• _Task prompt_:
Rewrite each of the entries below with "integer pixel pair" replaced by "whole-number coordinate pair" wherever it occurs, leaving all other text as it is.

• _Listed records_:

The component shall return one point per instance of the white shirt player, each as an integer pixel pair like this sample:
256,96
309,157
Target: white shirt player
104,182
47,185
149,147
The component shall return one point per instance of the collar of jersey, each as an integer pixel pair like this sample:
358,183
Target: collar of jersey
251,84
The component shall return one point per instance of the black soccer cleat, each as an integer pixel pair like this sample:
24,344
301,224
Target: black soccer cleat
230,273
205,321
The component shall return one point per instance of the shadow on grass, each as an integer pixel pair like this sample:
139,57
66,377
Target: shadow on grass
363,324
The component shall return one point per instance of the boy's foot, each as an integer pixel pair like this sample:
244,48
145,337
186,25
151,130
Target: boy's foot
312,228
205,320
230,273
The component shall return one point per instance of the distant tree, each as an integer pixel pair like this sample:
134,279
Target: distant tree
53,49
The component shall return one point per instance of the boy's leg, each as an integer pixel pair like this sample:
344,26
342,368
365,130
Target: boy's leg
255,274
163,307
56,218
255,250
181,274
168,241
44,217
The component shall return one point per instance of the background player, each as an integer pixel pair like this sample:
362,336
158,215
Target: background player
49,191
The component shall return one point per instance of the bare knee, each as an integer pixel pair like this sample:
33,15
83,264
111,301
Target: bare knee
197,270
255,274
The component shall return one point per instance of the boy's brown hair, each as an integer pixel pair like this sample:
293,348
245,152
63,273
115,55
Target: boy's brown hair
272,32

• _Output for this task_:
The component shall return one point per instance of the white shirt player, each as an whole-number coordinate pair like this sample:
256,96
309,157
Target: white shirt player
104,182
47,185
149,147
The component shall return one point per instance of the collar of jersey, each as an whole-number coordinate pair like this sample:
358,183
Target: collar of jersey
251,84
The component shall return one point per instance of the black soccer cleat, each as an whole-number coordinate pair like this sample:
24,344
301,224
Target: black soccer cleat
230,273
205,321
The component shall return one point per instance of the shadow on grass, each as an whole-number coordinate pair like this sample:
139,57
66,377
Target: shadow on grass
363,324
The component shall return one point per instance of the boy's foot, each as an whole-number coordinate pair like this sample:
244,48
145,337
186,25
151,130
Target: boy's foot
312,228
205,320
230,273
The component shall return one point per instance of the distant tree, each as an whole-number coordinate pair like this sample:
134,279
Target: distant tree
53,49
The component shall return one point per instance of the boy's leg, each as an whole-number coordinate pair like this sample:
344,26
342,368
365,130
Target: boy's leg
255,274
163,307
56,218
255,250
181,274
168,241
44,217
The component shall return one point per instance of the background player, each as an whole-number coordinate pair like this sample:
362,336
158,215
Target: background player
49,191
The component shall return one point per instance of the bare knee, each as an whole-number coordinate pair like this sample:
33,15
83,264
111,301
Target: bare knee
197,270
255,274
The component shall return one point per instance of the boy's brown hair, each as an whole-number coordinate pair like this sample:
293,348
245,152
63,273
115,55
Target: boy's brown hair
272,32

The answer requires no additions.